The decision could also be grist for opponents of health care reform. Senator David Vitter, Republican of Louisiana, accused the F.D.A. on Friday of “rationing access” to treatment. The F.D.A. has insisted that cost issues were not considered. Yet some advocacy groups praised the decision. “It is the right decision for women and for science,” Frances M. Visco, president of the National Breast Cancer Coalition, said in an e-mail. “We all wished the drug worked. It does not.”
The administration has pledged to make decisions on the basis of science. That made it difficult for Dr. Hamburg to go against the conclusions of the F.D.A.’s own staff and the outside experts on its advisory committee.
There was also pressure to uphold the integrity of the accelerated program that was used to approve Avastin for breast cancer in 2008. That program allows the F.D.A. to provisionally approve drugs with less than the usual evidence of effectiveness, subject to further confirmation.

:: Given entries ::
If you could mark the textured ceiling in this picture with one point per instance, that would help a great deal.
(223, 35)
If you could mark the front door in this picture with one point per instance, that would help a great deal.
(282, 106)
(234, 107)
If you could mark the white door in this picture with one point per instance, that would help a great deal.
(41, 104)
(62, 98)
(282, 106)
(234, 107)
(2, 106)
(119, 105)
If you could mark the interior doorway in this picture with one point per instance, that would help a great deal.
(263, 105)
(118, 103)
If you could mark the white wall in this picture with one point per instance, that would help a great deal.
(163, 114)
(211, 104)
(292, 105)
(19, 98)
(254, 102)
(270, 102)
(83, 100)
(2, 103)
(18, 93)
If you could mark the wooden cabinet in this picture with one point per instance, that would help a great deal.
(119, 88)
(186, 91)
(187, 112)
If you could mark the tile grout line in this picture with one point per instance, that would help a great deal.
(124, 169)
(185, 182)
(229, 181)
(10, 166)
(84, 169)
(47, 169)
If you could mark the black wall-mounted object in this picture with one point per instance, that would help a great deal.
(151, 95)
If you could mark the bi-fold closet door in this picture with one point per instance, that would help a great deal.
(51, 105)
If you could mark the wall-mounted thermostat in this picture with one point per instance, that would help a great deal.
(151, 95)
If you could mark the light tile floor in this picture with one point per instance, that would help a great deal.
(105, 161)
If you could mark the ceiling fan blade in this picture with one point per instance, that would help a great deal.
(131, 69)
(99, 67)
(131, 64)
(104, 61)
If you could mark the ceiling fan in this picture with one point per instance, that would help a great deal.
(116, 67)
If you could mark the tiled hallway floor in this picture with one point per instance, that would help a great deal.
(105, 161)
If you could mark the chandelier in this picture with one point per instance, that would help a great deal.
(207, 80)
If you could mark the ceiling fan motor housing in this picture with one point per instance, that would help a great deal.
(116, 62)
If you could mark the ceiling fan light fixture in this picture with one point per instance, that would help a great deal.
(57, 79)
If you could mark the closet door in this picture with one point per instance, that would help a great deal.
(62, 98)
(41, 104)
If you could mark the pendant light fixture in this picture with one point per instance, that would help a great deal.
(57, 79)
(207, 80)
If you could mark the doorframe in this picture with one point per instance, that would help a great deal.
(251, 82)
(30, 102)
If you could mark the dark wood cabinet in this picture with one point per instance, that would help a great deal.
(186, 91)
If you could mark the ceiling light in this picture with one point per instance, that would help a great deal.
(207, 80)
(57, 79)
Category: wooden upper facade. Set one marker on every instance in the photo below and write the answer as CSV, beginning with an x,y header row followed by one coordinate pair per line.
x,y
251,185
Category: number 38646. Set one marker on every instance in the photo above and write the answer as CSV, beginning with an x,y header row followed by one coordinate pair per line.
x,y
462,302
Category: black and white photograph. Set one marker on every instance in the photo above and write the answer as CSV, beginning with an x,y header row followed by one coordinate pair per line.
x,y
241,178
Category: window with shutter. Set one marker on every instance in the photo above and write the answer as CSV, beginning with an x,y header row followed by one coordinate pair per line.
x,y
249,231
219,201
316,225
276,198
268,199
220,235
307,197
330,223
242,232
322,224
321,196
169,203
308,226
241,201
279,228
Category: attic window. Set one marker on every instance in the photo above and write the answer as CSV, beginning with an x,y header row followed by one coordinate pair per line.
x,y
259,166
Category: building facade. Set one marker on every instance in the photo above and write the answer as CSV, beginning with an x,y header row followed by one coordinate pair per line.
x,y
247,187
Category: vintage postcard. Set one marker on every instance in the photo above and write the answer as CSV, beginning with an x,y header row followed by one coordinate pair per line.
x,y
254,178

:: Apply what you read ::
[a] Decide whether each statement agrees with the passage on the Avastin decision. Answer yes or no for each, and quote the words of the passage that settle it.
(i) The F.D.A. says cost issues played no part in the decision.
(ii) Avastin was approved for breast cancer in 2008 through the accelerated program.
(iii) The accelerated program requires the usual evidence of effectiveness before a drug is approved.
[b] According to the passage on the Avastin decision, why was it difficult for Dr. Hamburg to go against the conclusions of the F.D.A.'s own staff and the outside experts? Answer in one to three sentences.
[c] Extend the passage on the Avastin decision, starting after its final sentence.

:: Set of answers ::
[a]
(i) Yes: "The F.D.A. has insisted that cost issues were not considered."
(ii) Yes: "the accelerated program that was used to approve Avastin for breast cancer in 2008"
(iii) No: "That program allows the F.D.A. to provisionally approve drugs with less than the usual evidence of effectiveness, subject to further confirmation."

[b] The administration had pledged to make decisions on the basis of science. Because of that pledge, it was difficult for Dr. Hamburg to overrule the conclusions of the F.D.A.'s own staff and the outside experts on its advisory committee.

[c]
The agency has been criticized for failing to make sure the follow-up studies are done, or to remove approvals if those studies did not confirm the expected benefit. The case of Avastin, in which subsequent studies did not show the same level of effect as the initial study, is one of only a few in which an approval has been revoked and the first one in which the manufacturer had requested a hearing to appeal the proposed revocation. Daniel Carpenter, a professor of government at Harvard and author of the book “Reputation and Power: Organizational Image and Pharmaceutical Regulation at the F.D.A.,” said in an e-mail that the decision would make it easier for the agency to take more risks in granting accelerated approval because “with Avastin, the agency has sent a message that accelerated approval is neither absolute nor irreversible.” Even before the decision Friday, a handful of insurers had stopped paying for Avastin as a treatment for advanced breast cancer. Most insurers had said they would wait for the commissioner’s decision before evaluating their policies.
Medicare is obligated to pay for off-label use of cancer drugs that are listed in certain references, like the one published by the National Comprehensive Cancer Network, an organization of major cancer hospitals. In July a committee of breast cancer specialists from those centers reaffirmed that Avastin should remain listed as “an appropriate therapeutic option for metastatic breast cancer.” A third of the committee members had financial ties to Genentech, according to Dr. Hamburg’s memorandum.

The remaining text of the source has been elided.